** Begin Data rows **

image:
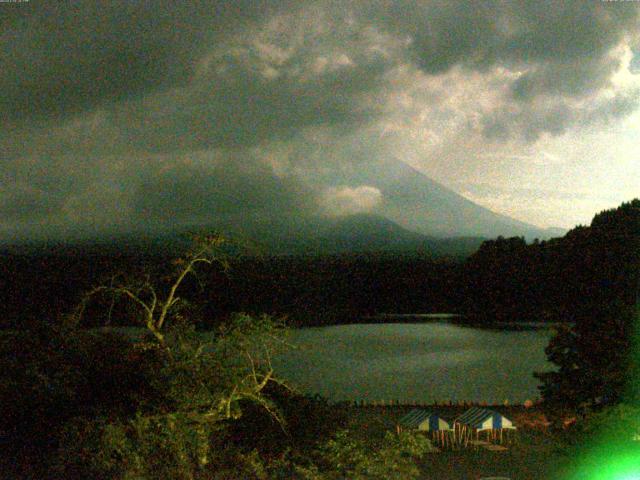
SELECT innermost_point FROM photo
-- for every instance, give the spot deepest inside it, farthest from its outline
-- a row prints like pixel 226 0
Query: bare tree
pixel 156 306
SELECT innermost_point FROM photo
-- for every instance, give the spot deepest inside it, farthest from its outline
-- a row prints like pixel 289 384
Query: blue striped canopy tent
pixel 481 419
pixel 476 420
pixel 424 420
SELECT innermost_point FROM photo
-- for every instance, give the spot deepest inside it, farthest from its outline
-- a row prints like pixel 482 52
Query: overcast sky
pixel 118 114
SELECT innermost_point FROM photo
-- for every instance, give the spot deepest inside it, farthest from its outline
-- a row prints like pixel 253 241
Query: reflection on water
pixel 421 362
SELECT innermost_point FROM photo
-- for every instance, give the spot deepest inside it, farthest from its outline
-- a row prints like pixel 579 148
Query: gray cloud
pixel 229 192
pixel 103 101
pixel 62 58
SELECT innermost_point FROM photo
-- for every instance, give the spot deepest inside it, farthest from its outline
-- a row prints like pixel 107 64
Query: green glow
pixel 610 464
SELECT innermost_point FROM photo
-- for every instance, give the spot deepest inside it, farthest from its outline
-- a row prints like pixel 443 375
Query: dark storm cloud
pixel 562 50
pixel 106 99
pixel 20 204
pixel 66 57
pixel 484 33
pixel 556 117
pixel 227 192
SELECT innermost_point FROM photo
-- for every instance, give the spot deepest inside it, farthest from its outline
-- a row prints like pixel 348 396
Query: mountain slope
pixel 418 203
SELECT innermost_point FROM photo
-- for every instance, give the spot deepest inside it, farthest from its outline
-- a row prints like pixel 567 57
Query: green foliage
pixel 198 387
pixel 594 361
pixel 346 456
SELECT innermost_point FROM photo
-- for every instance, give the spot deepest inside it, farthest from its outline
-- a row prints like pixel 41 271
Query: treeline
pixel 563 279
pixel 307 290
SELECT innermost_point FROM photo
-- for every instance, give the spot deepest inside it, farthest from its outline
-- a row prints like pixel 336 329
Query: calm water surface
pixel 422 362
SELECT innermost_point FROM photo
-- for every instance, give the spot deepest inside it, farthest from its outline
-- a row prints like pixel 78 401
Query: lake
pixel 415 362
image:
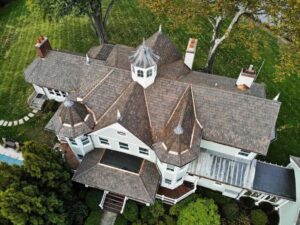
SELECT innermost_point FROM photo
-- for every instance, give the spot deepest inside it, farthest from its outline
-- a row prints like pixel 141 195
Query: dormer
pixel 144 65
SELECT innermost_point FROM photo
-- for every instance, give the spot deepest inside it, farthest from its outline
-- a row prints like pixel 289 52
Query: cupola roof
pixel 144 57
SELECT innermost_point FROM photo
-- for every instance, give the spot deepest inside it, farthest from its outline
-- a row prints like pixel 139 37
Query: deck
pixel 217 166
pixel 177 192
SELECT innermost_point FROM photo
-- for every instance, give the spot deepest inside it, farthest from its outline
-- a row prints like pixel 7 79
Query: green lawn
pixel 128 24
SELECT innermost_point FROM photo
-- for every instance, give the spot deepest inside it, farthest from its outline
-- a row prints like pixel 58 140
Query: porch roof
pixel 141 186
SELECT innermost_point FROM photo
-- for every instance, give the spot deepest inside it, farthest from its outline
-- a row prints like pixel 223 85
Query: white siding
pixel 225 149
pixel 173 176
pixel 38 89
pixel 115 134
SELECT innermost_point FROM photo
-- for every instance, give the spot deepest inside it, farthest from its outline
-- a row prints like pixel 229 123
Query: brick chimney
pixel 42 46
pixel 246 78
pixel 190 52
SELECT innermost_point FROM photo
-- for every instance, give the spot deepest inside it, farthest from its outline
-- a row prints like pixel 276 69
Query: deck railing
pixel 173 201
pixel 103 199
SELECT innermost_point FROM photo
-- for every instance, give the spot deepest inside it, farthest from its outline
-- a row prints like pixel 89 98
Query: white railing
pixel 173 201
pixel 123 206
pixel 103 199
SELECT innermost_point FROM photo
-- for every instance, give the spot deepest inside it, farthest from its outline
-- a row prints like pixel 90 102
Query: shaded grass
pixel 128 24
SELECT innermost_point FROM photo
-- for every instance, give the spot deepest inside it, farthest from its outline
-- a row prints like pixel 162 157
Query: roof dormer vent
pixel 246 78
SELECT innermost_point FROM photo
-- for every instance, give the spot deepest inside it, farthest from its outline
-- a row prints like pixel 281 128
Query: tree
pixel 222 15
pixel 200 212
pixel 38 192
pixel 54 9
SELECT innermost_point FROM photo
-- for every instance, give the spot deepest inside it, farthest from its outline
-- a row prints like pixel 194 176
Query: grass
pixel 128 24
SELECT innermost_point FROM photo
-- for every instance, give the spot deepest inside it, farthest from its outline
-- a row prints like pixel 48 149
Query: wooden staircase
pixel 113 202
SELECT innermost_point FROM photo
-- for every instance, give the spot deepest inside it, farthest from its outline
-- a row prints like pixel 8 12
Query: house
pixel 145 126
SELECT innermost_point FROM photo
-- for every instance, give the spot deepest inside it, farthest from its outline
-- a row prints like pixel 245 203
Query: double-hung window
pixel 140 73
pixel 170 168
pixel 143 151
pixel 72 141
pixel 123 146
pixel 103 141
pixel 168 181
pixel 85 140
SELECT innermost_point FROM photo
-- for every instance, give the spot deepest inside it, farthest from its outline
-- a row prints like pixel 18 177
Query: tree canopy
pixel 223 15
pixel 200 212
pixel 35 193
pixel 94 9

** End Data rows **

Instructions for the task: Could you duplicate the entries line for line, starting at the very beginning and ending at the line containing "pixel 227 192", with both of those lines included? Leave the pictures out of your copy.

Reply to the task:
image:
SELECT innermost_point FROM photo
-- for every instance, give the spot deepest inside it, farthest from its outline
-- a row prints like pixel 226 0
Query: bare tree
pixel 156 306
SELECT innermost_point FROM photo
-- for every instance, give the spot deepest inside it, farthest from its outline
-- a row prints like pixel 289 384
Query: blue striped canopy tent
pixel 481 419
pixel 476 420
pixel 424 420
SELECT innermost_point FROM photo
-- for every instance, give the spot deepest inside it, farthest from its outline
-- a row prints like pixel 482 52
Query: overcast sky
pixel 118 114
SELECT innermost_point FROM photo
-- for every instance, give the spot deepest inside it, farthest from its outline
-- a row prints like pixel 253 241
Query: reflection on water
pixel 421 362
SELECT innermost_point FROM photo
-- for every instance, give the spot deepest inside it, farthest from its outline
-- a row prints like pixel 579 148
Query: gray cloud
pixel 229 192
pixel 103 101
pixel 62 58
SELECT innermost_point FROM photo
-- for every instance, give the spot deepest inside it, farthest from its outline
-- a row prints like pixel 107 64
Query: green glow
pixel 610 464
SELECT innermost_point FROM photo
-- for every instance, give the spot deepest inside it, farthest from its outline
-- a row prints like pixel 443 375
Query: dark storm cloud
pixel 562 50
pixel 106 99
pixel 20 204
pixel 66 57
pixel 484 33
pixel 556 117
pixel 227 192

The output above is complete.